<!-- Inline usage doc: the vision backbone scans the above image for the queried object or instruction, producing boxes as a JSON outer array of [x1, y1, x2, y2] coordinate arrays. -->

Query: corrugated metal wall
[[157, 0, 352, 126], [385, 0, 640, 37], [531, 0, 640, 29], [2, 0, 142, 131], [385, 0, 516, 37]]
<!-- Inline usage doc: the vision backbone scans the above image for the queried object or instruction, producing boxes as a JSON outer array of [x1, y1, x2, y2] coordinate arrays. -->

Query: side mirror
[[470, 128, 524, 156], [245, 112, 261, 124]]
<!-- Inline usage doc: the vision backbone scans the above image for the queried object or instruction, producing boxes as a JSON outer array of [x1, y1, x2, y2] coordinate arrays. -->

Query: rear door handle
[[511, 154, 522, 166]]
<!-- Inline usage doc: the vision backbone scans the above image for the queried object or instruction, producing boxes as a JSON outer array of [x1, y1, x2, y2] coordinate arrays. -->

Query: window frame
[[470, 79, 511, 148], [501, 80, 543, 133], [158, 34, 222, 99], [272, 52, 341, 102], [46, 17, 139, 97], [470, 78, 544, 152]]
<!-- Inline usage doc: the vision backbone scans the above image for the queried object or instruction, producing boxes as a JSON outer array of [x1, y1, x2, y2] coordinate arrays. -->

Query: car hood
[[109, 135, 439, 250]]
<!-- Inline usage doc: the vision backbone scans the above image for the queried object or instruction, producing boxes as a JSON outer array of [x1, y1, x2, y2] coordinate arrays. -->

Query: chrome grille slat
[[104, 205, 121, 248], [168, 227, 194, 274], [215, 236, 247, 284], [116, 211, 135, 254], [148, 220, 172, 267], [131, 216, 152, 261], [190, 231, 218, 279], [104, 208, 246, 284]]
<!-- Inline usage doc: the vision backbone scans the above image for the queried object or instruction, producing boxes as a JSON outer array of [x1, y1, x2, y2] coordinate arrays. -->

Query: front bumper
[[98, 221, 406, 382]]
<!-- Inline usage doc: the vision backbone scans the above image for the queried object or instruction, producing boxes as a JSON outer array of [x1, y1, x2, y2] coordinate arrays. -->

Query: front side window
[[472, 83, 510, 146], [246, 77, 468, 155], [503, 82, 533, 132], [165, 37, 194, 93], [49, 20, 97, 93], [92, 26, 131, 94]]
──────────────────────────────
## EXERCISE DETAILS
Produce the material again exactly as it is shown above.

## TASK OUTPUT
<!-- Inline usage doc: the vision backbone scans the above image for the queried object or instruction, producing boxes as a JSON outer array of [x1, y1, x2, y2] coordinate arrays. -->

Query: corrugated metal wall
[[157, 0, 352, 126], [385, 0, 640, 37], [531, 0, 640, 29], [2, 0, 142, 131], [385, 0, 516, 37]]
<!-- Inline usage doc: the vision backbone scans the above image for the queried object or instruction, producing boxes as a JSON outer array of [x1, y1, x2, y2] coordinate arrays. -->

Query: side mirror
[[470, 128, 524, 156], [245, 112, 261, 124]]
<!-- Inline usage doc: the vision backbone scans the above image for the queried object or instruction, producing boxes as a JSON outer array of [x1, y1, x2, y2] coordinate arrays. -->

Query: rear door handle
[[511, 154, 522, 166]]
<!-- Inline usage doc: the vision backbone scans the above image for the queried object or instruction, producing boxes as a JSON outer array of [x1, y1, x2, y2] coordinate arrays. -->

Query: window frame
[[470, 79, 511, 148], [501, 80, 543, 133], [158, 34, 222, 99], [272, 52, 341, 102], [46, 17, 139, 97], [470, 78, 544, 152]]
<!-- Inline usage doc: the vision backbone scans the above image for the queried object or instruction, producing boxes as a JSON outer array of [x1, y1, x2, y2] coordinate arrays. -->

Query: car hood
[[109, 135, 439, 250]]
<!-- Inline usage doc: the vision backbone scans the above image for the queried object or instruction, producing boxes as a JSON outer array of [x1, y1, x2, y2] coordinate arrays. -->

Query: chrome grille slat
[[104, 205, 121, 248], [168, 227, 194, 274], [215, 236, 247, 284], [116, 211, 135, 254], [148, 220, 172, 267], [131, 216, 152, 261], [190, 231, 218, 279], [104, 208, 246, 284]]
<!-- Inline usage doc: the vision backbone scans the above image for the queried object or instruction, producing boxes as a JSON outer array of [x1, y1, x2, y2] coordinate arrays. -->

Query: front bumper
[[98, 221, 406, 382]]
<!-- Inline usage doc: the vision backbone scans the above image for the queried object or instruction, producing boxes as a JSON outer array of [x1, y1, x2, y2] coordinate arrays. -->

Query: front side window
[[472, 83, 510, 146], [246, 77, 468, 155], [503, 82, 533, 132], [165, 37, 194, 93], [49, 20, 97, 93], [92, 26, 131, 94]]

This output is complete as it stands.